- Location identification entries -
━━━━━━━━━━
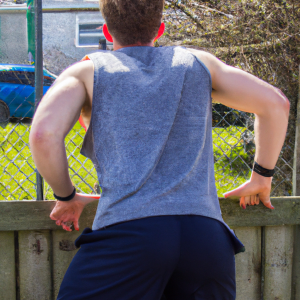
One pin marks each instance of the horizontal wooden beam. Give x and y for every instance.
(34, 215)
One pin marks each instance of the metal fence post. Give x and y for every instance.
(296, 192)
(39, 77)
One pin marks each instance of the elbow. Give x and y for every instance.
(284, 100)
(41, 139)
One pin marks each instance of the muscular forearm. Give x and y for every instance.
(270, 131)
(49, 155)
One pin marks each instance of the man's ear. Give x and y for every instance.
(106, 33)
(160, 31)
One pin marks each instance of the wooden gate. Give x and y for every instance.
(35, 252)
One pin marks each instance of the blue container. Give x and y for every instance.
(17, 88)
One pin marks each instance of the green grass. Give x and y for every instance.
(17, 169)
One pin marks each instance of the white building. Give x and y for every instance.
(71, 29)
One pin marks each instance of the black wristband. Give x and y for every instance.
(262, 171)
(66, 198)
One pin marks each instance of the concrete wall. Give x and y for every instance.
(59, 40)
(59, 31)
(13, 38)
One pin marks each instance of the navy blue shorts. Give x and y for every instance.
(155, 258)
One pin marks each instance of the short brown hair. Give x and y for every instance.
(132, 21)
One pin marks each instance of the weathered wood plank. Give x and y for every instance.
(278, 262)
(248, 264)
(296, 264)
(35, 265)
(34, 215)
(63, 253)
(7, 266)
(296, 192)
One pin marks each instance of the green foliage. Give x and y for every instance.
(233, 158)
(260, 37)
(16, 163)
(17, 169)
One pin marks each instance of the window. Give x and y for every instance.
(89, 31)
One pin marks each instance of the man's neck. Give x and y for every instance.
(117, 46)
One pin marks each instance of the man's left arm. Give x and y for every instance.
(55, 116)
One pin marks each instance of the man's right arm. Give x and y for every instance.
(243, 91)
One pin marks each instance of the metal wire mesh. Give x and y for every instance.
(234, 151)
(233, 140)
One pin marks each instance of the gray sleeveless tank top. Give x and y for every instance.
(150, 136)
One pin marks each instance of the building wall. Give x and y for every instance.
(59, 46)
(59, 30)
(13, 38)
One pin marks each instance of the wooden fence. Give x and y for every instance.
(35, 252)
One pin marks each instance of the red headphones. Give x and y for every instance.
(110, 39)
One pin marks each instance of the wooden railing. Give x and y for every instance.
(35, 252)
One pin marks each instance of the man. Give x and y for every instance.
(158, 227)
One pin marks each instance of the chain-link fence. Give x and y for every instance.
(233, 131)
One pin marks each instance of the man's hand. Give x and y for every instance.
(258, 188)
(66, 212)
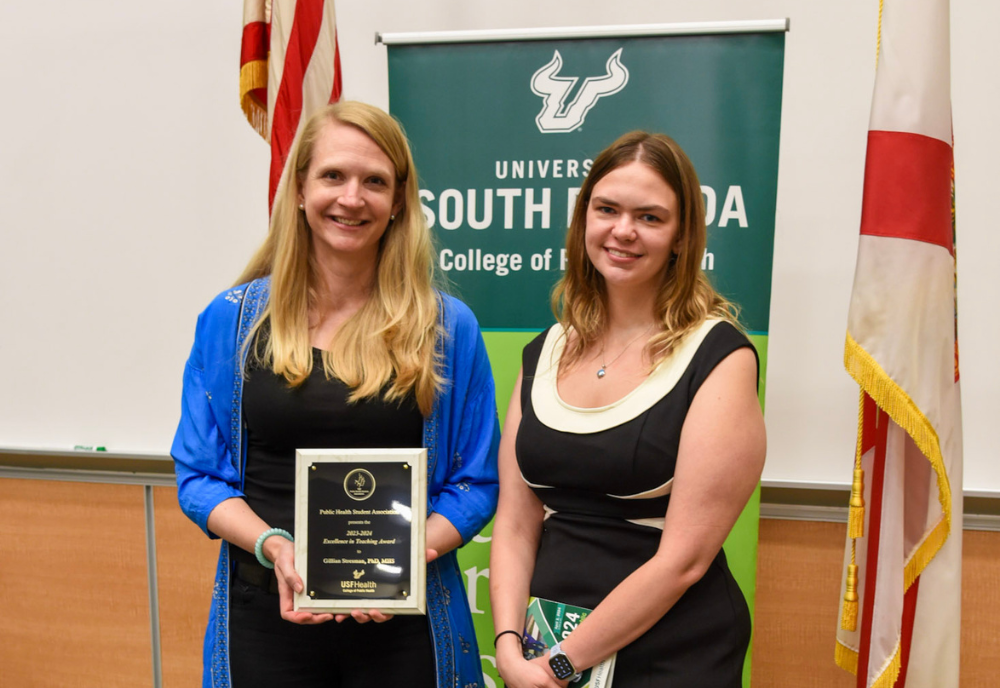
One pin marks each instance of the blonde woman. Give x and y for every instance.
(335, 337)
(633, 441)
━━━━━━━━━━
- GIVEN PROBLEM -
Transcribe all of the lines above word for word, omitting the pictures.

- RESPONSE TO THE TASK -
One pin marks each instance of the horizontal wooden beam. Give x and y for every instance.
(34, 215)
One pin marks each instance of the metal fence post. Give x and y for every instance.
(296, 192)
(39, 77)
One pin marks each instance of the elbow. Give x and y for every instance.
(284, 100)
(41, 139)
One pin marks each instance of the muscular forearm. Give x and y for every instance.
(270, 131)
(49, 155)
One pin marks each instance of the man's ear. Give x and y for every instance.
(106, 33)
(160, 31)
One pin marks each instance of the wooden gate. Give x and y for every instance.
(35, 252)
One pin marks each instance of the blue container. Give x and y for every instance.
(17, 88)
One pin marks each instance of the green grass. Give x and y for every instance.
(17, 169)
One pin marks each instance of the white building. Give x and y for every instance.
(71, 29)
One pin marks each instance of the black wristband. Give x and y for every instance.
(262, 171)
(66, 198)
One pin marks each instance of the concrete wall. Give x and y for every instance.
(59, 40)
(59, 31)
(13, 38)
One pin marks each instance of the navy blue shorts. Give x and y for every instance.
(155, 258)
One pin marks each instance of the short brown hair. Give x and y for every instance.
(132, 21)
One pin marks each instance of the weathered wood plank. Give x and y for every instance.
(278, 262)
(248, 264)
(296, 264)
(35, 265)
(34, 215)
(63, 253)
(7, 266)
(296, 192)
One pin marks each instance of the green foliage. Give x and y for every instance.
(233, 158)
(260, 37)
(16, 163)
(17, 169)
One pin marks each instance of the window. Give x and y for every instance.
(89, 31)
One pin marks each instance of the man's neck. Give x and y for every instance.
(117, 46)
One pin marks each instance of the man's left arm. Give x and y for every instance.
(55, 116)
One pin marks each instance of the man's right arm. Give x and y for every instance.
(243, 91)
One pin marks each instance of the metal wire mesh. Give x and y for every instance.
(234, 151)
(233, 140)
One pin marks each instance of the gray sleeveless tank top. Give x and y for every instance.
(150, 136)
One pin marks each instance of the building wall. Give x and y for every instance.
(59, 46)
(59, 30)
(13, 38)
One pin marks each instance of the wooden fence. Give x and y for every instance.
(35, 252)
One pin marks each instance of the red headphones. Give x and y for every instance.
(110, 39)
One pin marks each instance of the wooden railing. Give x and y for every instance.
(35, 252)
One pin marks each instance of the man. Give x and y for every instance.
(158, 227)
One pin marks each instance of the chain-link fence. Give x and y for every instance.
(233, 131)
One pin marks each instance of the man's hand. Give x and y for every instance.
(258, 188)
(66, 212)
One pin marks each instance of the blonde woman. Give x and y for every instance.
(335, 337)
(633, 441)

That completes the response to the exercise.